— BEGIN Extracted material —

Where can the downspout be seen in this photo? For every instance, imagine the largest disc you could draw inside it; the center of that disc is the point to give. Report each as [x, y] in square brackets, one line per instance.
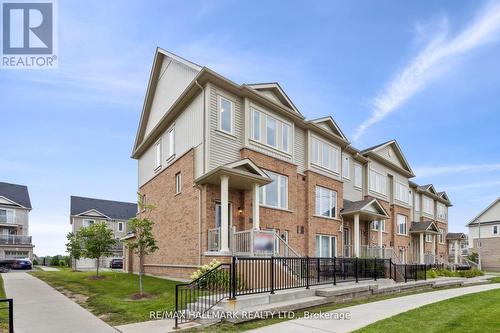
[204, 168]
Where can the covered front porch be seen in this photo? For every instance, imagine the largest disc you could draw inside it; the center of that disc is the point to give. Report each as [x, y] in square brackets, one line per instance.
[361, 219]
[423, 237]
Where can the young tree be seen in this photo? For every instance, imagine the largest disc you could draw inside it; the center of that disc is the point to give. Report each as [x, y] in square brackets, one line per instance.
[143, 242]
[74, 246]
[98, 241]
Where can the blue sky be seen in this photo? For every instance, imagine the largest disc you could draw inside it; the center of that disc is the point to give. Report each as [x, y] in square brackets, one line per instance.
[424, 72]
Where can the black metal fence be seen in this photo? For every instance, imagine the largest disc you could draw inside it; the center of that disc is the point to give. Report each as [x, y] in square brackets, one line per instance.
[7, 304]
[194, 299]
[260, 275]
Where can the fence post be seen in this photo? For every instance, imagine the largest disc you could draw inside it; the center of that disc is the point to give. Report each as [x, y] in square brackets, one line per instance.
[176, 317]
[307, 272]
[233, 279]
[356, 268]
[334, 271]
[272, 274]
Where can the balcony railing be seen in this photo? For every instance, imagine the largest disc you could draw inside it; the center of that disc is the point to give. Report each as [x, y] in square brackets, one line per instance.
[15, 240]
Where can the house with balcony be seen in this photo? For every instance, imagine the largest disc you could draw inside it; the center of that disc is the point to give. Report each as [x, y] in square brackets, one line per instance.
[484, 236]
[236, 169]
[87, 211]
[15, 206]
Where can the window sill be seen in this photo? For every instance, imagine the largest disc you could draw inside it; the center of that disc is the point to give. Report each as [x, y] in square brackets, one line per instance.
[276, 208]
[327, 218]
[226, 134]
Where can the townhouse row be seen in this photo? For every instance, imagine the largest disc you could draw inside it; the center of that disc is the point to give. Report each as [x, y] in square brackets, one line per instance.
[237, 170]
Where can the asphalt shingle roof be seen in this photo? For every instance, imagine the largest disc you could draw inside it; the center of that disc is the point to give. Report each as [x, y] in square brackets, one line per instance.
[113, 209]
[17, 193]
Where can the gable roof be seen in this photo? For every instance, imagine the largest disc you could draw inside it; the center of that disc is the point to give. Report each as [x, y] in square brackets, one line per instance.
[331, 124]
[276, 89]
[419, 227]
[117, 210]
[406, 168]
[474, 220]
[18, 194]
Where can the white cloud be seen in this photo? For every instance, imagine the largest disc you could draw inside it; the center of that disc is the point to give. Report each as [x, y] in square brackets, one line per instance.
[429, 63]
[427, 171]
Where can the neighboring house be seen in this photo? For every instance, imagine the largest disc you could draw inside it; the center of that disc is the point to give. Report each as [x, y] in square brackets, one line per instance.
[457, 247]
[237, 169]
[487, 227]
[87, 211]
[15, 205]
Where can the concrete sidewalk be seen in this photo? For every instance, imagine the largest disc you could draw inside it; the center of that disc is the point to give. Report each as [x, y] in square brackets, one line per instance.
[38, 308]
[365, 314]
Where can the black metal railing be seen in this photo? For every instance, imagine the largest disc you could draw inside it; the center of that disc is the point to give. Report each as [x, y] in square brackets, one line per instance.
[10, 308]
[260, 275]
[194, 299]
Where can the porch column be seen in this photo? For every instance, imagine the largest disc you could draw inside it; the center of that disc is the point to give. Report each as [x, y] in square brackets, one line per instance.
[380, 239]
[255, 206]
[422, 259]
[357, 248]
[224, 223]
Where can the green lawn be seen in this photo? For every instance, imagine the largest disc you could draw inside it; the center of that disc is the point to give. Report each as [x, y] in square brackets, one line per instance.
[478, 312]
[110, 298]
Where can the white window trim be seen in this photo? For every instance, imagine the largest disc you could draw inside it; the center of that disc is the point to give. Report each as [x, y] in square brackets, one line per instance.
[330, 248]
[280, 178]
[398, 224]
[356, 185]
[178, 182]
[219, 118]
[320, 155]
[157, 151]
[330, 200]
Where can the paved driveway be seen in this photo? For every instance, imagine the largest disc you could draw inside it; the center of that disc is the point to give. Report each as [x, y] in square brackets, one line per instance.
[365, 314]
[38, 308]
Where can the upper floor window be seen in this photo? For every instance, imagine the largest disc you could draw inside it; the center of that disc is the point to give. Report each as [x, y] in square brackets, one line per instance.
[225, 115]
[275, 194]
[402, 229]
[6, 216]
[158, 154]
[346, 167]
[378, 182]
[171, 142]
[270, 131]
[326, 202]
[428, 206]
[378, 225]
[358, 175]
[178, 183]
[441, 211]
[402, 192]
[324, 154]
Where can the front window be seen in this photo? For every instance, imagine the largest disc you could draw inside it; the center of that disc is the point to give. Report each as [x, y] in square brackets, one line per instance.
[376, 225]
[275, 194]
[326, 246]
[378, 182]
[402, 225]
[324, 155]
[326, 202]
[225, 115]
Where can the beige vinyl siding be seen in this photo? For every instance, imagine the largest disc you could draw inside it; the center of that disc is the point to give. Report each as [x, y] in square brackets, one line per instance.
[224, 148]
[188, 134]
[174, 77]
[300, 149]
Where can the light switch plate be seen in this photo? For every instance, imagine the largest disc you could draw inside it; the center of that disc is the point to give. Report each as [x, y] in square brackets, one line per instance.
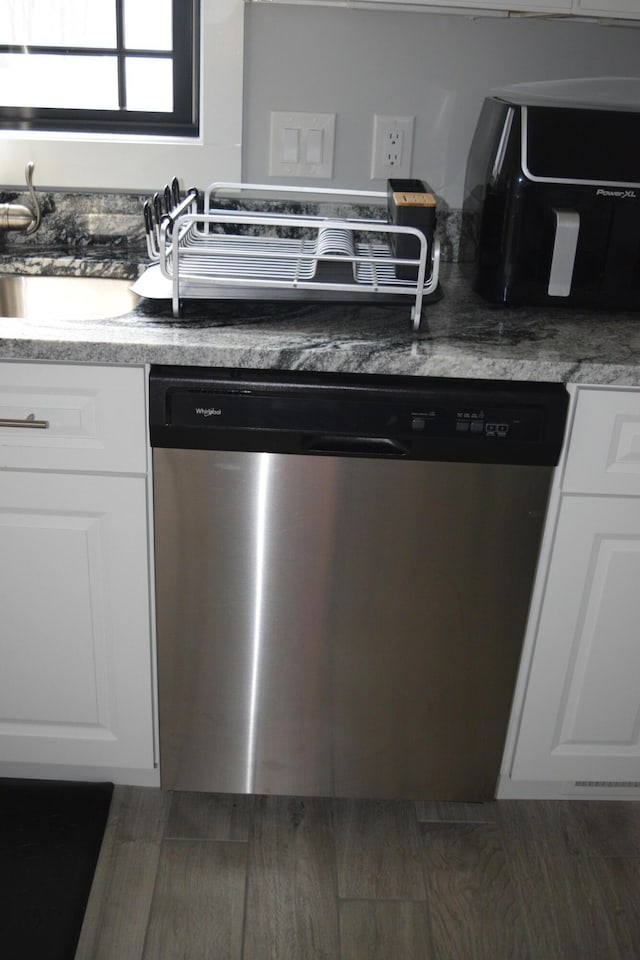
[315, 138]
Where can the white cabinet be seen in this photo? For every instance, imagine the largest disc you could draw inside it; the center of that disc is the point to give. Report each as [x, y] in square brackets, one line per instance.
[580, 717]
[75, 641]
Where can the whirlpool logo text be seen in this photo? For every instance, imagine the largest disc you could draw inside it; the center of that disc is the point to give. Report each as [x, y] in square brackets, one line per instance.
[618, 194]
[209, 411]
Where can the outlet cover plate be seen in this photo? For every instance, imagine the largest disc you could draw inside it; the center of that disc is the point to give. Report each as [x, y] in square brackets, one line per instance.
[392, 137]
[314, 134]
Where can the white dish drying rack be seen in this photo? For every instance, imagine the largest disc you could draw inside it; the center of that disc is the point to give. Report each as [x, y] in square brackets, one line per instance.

— END Extracted material —
— BEGIN Extracted material —

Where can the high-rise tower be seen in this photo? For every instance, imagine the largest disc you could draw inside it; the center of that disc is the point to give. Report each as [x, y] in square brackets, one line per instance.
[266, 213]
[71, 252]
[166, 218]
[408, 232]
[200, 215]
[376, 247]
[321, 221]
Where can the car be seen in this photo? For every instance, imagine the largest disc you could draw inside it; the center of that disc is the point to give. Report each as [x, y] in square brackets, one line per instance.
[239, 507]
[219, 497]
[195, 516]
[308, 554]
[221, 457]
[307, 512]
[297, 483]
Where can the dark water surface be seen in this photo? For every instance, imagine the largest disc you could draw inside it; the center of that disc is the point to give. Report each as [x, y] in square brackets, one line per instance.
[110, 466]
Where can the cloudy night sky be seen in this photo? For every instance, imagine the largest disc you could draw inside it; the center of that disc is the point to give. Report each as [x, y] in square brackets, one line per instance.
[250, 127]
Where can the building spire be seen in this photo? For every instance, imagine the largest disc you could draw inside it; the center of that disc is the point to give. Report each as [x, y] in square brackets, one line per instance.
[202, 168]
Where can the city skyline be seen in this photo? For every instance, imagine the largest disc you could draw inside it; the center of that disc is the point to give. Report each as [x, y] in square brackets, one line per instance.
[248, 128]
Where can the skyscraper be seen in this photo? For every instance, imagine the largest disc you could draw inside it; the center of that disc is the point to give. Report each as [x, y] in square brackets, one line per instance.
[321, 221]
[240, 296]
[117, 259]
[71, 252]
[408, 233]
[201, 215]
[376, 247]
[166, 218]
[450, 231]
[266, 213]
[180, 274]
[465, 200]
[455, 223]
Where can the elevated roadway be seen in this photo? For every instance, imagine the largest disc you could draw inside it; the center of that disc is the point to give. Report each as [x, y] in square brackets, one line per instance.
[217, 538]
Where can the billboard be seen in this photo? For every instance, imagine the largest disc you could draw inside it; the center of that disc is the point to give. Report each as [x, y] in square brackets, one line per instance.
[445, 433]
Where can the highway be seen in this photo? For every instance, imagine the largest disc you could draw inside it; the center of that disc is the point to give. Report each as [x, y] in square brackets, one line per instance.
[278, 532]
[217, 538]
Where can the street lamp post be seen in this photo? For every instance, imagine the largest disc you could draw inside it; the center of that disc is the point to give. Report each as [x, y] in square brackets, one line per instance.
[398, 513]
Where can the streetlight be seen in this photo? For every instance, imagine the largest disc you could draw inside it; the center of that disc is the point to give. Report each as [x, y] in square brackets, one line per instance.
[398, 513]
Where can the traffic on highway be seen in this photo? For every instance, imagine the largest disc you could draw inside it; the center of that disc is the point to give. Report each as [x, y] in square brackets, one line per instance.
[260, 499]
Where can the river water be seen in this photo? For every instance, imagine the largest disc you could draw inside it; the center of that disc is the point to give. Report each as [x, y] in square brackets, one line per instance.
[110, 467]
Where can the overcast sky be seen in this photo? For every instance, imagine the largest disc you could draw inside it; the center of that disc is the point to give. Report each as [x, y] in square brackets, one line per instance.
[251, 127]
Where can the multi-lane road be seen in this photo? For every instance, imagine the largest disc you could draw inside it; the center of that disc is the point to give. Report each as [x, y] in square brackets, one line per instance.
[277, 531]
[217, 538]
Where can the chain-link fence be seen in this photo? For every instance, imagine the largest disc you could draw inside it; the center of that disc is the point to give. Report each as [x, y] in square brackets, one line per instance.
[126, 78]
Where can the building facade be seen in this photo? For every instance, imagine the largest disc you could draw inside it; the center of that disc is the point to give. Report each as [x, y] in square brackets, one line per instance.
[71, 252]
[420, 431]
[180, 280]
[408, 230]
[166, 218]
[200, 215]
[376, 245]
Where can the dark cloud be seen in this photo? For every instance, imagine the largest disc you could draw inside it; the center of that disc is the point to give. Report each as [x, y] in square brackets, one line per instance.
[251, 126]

— END Extracted material —
— BEGIN Extracted material —

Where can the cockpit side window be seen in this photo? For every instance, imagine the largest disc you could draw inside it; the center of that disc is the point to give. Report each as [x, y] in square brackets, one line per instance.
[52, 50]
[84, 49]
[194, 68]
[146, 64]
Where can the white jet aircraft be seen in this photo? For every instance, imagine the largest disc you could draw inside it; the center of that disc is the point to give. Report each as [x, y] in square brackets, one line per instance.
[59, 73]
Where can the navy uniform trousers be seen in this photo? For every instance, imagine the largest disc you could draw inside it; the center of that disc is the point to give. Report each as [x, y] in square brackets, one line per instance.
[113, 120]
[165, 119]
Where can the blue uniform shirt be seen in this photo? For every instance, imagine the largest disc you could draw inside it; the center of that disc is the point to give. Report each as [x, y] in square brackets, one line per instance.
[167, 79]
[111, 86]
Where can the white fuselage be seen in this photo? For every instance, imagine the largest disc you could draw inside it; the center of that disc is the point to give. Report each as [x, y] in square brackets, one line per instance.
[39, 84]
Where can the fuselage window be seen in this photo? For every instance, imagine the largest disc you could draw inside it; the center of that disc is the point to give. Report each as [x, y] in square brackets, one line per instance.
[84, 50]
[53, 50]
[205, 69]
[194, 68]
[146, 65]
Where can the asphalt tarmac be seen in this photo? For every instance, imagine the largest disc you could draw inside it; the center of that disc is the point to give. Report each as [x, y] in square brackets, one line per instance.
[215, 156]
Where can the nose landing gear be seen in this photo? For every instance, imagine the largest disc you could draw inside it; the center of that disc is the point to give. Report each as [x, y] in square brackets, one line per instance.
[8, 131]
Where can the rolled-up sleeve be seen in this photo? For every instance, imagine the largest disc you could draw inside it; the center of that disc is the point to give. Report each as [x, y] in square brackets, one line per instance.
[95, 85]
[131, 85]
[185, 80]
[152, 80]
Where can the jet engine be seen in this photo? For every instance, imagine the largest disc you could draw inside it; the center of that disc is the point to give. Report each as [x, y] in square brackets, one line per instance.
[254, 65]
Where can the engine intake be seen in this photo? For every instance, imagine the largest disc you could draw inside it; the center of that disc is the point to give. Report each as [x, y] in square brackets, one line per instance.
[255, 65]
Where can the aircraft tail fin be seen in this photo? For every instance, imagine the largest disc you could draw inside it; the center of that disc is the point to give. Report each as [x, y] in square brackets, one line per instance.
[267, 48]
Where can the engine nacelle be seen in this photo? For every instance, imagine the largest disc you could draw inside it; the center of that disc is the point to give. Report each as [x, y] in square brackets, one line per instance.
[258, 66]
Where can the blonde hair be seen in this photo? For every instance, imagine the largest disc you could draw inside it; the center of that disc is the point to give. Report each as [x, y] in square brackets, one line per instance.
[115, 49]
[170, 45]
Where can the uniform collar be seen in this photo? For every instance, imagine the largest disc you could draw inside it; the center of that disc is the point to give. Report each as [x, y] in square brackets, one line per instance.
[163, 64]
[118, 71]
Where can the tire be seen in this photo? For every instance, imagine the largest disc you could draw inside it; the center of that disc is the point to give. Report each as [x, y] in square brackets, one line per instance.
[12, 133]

— END Extracted material —

• [Problem to solve]
How many lines in the rows above contain the word "billboard"? Reply with the number alone.

• [Written solution]
1